═══ DATA FOR THIS EXERCISE ═══

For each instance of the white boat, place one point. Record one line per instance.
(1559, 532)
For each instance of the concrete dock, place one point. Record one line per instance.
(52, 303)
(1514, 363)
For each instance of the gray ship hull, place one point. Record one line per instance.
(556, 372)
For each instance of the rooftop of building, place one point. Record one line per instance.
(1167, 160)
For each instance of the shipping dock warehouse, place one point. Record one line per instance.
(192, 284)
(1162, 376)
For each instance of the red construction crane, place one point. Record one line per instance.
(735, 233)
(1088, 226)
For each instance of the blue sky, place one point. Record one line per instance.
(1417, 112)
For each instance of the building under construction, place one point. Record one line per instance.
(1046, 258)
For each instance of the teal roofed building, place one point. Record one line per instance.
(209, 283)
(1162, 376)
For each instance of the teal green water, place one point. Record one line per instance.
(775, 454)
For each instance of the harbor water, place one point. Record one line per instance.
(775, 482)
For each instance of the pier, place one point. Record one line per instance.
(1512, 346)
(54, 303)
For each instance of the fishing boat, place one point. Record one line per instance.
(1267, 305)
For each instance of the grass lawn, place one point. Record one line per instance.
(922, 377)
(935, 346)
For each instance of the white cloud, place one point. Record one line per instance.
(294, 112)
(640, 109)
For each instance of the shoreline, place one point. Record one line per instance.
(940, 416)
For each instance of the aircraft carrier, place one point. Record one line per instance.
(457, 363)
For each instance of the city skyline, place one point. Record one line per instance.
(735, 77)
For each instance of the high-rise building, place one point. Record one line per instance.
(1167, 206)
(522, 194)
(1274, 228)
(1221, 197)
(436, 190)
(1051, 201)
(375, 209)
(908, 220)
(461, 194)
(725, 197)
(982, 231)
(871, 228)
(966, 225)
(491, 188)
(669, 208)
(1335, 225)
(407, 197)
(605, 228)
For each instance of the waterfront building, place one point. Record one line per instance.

═══

SHORT TASK> Revise all of the records by replacing "place one point" with "mark a single point" wherever it occurs, and leave everything else unchanged.

ANSWER FOR THIS EXERCISE>
For each instance of the white boat, mark a single point. Record one line per instance.
(1559, 532)
For each instance of the concrete dock, mark a single point. Record one line per instance.
(52, 303)
(1514, 363)
For each instance of the gray ship hull, mark a single point. Record one line per instance.
(556, 372)
For each instance of the rooftop of building, mark a single point. Record one line per instance.
(1167, 160)
For each instance of the shipping dock warehouse, mark a single point. Record one line per instance.
(192, 284)
(1162, 376)
For each instance of the red construction crane, mark a single point. Record one line per instance.
(735, 233)
(1088, 226)
For each instance of the blue sky, mark a single point. Record one line per instance.
(1417, 112)
For each instance of the building under construction, mark a single point. Record one line per instance.
(1046, 258)
For each instance of the teal roofed building, mark a single point. Record one line per instance.
(209, 283)
(1162, 376)
For each instance of the teal green water, mark a single point. Record one line per instance.
(775, 454)
For each instance of the harbor water, mark a single point. Record one line per instance.
(775, 482)
For each instance of the pier, mark a single point. Record one line per instance.
(1512, 346)
(54, 303)
For each instance of the fishing boat, mark a single point. Record one line per instance.
(1267, 305)
For each instance of the grass lawn, mark a single point. Record one line per instance.
(922, 377)
(935, 346)
For each instance of the white cloud, mark a single point. Record one line per instance.
(294, 112)
(640, 109)
For each instance of the shoreline, mark a single point. Record one line per instance.
(940, 416)
For each instance of the aircraft carrier, mark a single point. Record one line per instance.
(457, 363)
For each instance of the city skyline, mark a single point. Record one line per instance.
(735, 77)
For each instance of the high-rise building, mark a single point. Record one line per instance.
(1167, 206)
(522, 194)
(1274, 228)
(1221, 197)
(436, 190)
(1051, 201)
(375, 209)
(908, 220)
(461, 194)
(725, 197)
(982, 231)
(871, 228)
(966, 225)
(491, 188)
(669, 208)
(1335, 225)
(407, 197)
(605, 228)
For each instance of the waterfront building, mark a single point. Record one line per instance.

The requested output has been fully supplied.